▶ **REQUIRED TASK**: Copy out exactly each line from the line with "of the polka" through the last line of the material below.

## Begin THE RECORDS

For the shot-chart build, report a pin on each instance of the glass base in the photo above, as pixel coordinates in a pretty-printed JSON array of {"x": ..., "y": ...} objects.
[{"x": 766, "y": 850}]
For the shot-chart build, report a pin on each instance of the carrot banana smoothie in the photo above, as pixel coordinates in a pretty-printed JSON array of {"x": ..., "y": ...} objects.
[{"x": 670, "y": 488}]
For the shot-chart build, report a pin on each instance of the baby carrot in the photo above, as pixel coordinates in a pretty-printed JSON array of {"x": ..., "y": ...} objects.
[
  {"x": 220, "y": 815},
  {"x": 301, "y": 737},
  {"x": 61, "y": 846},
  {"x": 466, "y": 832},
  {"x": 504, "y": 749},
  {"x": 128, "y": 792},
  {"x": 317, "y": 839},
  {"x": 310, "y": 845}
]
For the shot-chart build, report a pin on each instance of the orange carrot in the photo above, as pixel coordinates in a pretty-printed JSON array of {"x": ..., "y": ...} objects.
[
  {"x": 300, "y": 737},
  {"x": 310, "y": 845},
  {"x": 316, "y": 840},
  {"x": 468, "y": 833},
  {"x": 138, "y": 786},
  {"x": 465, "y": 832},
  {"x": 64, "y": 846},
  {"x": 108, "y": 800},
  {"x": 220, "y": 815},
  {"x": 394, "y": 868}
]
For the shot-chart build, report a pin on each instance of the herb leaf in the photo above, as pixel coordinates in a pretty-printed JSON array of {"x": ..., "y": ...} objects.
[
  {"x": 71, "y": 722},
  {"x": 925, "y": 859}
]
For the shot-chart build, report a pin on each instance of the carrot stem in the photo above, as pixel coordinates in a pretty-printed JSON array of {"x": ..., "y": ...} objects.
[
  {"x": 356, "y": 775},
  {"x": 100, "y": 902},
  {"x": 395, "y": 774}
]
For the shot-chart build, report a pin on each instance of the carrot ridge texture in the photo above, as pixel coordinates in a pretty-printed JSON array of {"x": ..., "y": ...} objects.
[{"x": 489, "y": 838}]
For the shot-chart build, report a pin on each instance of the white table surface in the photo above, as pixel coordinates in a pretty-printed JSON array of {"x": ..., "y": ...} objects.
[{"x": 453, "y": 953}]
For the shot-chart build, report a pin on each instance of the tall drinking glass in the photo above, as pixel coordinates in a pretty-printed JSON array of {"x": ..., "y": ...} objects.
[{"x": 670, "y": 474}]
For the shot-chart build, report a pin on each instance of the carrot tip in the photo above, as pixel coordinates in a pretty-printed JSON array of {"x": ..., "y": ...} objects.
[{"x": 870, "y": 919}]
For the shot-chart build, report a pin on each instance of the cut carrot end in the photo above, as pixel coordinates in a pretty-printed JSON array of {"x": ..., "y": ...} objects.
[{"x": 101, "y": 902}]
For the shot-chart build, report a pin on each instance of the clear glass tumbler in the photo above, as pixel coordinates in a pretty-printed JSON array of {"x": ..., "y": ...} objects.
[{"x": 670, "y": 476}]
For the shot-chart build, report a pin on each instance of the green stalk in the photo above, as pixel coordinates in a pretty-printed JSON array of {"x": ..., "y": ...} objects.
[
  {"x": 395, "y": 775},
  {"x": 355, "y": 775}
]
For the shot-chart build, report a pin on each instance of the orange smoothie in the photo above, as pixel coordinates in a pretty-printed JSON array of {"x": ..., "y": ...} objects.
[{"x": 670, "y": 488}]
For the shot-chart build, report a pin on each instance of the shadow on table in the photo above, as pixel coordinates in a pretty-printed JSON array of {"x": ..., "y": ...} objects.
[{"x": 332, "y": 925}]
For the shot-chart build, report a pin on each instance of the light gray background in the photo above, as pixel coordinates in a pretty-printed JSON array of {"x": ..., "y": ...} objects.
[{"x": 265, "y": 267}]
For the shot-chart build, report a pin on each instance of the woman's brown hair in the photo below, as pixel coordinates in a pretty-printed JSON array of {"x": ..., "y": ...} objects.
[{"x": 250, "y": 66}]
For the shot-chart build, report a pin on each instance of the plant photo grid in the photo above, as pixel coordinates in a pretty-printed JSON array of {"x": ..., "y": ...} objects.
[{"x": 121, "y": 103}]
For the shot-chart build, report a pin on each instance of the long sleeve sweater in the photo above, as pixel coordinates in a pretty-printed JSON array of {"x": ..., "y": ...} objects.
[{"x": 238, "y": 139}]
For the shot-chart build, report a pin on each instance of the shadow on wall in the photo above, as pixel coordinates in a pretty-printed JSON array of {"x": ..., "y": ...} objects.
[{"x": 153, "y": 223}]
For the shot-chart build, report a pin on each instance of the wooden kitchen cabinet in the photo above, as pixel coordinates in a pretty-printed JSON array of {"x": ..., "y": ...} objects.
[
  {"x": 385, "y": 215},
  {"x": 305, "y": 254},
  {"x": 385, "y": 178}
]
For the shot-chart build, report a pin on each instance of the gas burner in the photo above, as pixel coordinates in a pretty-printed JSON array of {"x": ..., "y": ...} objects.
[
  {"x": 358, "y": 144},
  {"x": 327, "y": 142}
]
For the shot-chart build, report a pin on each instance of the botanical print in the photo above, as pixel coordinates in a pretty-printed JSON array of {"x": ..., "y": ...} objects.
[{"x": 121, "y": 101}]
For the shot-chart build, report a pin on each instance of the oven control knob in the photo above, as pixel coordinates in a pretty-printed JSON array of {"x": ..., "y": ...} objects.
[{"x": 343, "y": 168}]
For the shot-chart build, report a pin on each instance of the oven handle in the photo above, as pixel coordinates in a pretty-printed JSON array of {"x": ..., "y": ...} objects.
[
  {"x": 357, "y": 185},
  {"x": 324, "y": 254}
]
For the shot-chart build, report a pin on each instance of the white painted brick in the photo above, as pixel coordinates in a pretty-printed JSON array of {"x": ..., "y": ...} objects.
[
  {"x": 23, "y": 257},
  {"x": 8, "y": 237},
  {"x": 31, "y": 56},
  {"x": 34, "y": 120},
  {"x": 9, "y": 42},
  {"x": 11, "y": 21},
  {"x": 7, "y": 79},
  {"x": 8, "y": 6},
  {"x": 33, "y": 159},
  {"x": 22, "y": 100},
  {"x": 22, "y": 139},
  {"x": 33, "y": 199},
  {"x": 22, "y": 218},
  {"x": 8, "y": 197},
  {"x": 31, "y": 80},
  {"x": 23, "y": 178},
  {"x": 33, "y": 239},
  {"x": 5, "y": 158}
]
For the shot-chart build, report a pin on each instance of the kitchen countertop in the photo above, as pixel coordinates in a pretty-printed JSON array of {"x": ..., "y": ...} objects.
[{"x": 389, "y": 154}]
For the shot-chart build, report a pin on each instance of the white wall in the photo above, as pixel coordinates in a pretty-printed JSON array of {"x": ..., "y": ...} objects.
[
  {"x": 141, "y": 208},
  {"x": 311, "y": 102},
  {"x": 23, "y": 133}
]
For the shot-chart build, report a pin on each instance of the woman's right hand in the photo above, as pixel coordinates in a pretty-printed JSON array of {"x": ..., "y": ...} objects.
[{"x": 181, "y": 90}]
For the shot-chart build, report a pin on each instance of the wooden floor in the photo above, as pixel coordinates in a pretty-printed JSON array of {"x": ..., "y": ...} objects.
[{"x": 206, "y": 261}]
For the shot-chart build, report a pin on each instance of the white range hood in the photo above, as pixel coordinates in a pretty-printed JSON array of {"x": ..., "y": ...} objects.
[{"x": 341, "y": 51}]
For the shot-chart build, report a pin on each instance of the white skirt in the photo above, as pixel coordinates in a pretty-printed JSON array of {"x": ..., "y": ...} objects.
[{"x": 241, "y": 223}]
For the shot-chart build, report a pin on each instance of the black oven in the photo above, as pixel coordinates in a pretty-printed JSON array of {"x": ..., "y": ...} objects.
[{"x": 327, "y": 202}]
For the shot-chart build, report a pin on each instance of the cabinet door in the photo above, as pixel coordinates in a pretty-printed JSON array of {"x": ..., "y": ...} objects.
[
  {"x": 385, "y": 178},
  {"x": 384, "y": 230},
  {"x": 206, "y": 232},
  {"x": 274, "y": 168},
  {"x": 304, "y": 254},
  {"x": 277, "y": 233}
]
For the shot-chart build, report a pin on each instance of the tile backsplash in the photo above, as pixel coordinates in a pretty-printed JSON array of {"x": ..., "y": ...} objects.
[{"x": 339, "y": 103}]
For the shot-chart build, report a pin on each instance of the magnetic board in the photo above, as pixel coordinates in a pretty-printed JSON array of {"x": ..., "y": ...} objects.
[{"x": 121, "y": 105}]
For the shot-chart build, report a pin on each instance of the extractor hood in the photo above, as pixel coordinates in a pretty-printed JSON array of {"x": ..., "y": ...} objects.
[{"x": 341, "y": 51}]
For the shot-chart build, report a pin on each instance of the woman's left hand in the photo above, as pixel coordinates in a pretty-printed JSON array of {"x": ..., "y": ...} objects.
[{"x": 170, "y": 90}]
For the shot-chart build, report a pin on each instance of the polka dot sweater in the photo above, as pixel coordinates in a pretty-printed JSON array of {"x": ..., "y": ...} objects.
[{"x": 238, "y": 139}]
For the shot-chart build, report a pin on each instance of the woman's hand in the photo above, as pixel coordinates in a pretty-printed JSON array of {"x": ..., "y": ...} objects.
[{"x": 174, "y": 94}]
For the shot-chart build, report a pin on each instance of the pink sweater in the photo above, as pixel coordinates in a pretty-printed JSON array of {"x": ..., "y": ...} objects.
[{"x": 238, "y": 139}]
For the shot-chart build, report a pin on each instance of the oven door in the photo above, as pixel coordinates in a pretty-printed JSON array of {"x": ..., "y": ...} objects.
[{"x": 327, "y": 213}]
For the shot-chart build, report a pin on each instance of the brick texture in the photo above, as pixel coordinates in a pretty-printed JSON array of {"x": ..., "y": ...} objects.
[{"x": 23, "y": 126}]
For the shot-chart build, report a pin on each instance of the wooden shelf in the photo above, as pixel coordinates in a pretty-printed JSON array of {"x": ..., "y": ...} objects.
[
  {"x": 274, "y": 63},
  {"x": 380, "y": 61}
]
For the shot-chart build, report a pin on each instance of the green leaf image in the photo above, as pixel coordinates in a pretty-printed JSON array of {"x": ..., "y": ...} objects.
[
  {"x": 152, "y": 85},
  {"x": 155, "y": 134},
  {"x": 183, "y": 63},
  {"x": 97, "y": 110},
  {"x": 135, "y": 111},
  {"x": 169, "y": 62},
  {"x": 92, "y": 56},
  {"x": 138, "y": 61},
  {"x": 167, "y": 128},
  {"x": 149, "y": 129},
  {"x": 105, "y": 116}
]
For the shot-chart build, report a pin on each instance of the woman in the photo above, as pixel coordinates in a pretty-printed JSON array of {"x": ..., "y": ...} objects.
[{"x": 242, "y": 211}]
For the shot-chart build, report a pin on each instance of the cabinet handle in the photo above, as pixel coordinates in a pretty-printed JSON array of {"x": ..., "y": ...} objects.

## End THE RECORDS

▶ **SOLUTION FOR THIS EXERCISE**:
For the shot-chart build, report a pin on each instance of the polka dot sweater in the photo above, as pixel coordinates in a pretty-printed JSON array of {"x": ..., "y": ...} objects.
[{"x": 238, "y": 139}]
For the shot-chart build, report a pin on each instance of the woman's hand in the photo above, as pixel coordinates in a pretty-printed JSON array of {"x": ..., "y": ...} objects.
[{"x": 174, "y": 94}]
For the shot-chart build, report a pin on each instance of the pink sweater in the photo above, as pixel coordinates in a pretty-printed JSON array of {"x": ..., "y": ...} objects.
[{"x": 238, "y": 139}]
For the shot-chart build, report a pin on each instance of the oven door in the photo above, as pixel coordinates in a pretty-printed JSON array of {"x": ..., "y": ...} objects.
[{"x": 327, "y": 213}]
For the shot-chart build, report a pin on each instance of the brick texture in the photo above, as pixel coordinates in a pretty-printed JSON array of {"x": ..., "y": ...} objects.
[{"x": 23, "y": 126}]
For the shot-chart build, report a pin on each instance of the wooden shelf in the photo above, as pixel coordinates in a pretty-printed JSON array of {"x": ..., "y": ...} objects.
[
  {"x": 274, "y": 63},
  {"x": 380, "y": 61}
]
For the shot-chart build, report a pin on each instance of the green leaf image in the photo above, as pixel coordinates in a pretty-printed JSON array of {"x": ..., "y": ...} objects.
[
  {"x": 152, "y": 85},
  {"x": 155, "y": 134},
  {"x": 183, "y": 63},
  {"x": 97, "y": 110},
  {"x": 135, "y": 111},
  {"x": 169, "y": 62},
  {"x": 92, "y": 56},
  {"x": 138, "y": 61},
  {"x": 167, "y": 128},
  {"x": 149, "y": 129},
  {"x": 105, "y": 116}
]
For the shot-chart build, report a pin on each instance of the woman in the photo above, as pixel coordinates in a pretty-printed JSON array of {"x": ..., "y": ...} objects.
[{"x": 242, "y": 211}]
For the shot-chart build, report a pin on each instance of the cabinet handle in the photo above, as pixel coordinates in a pretty-printed JSON array of {"x": ..., "y": ...} objects.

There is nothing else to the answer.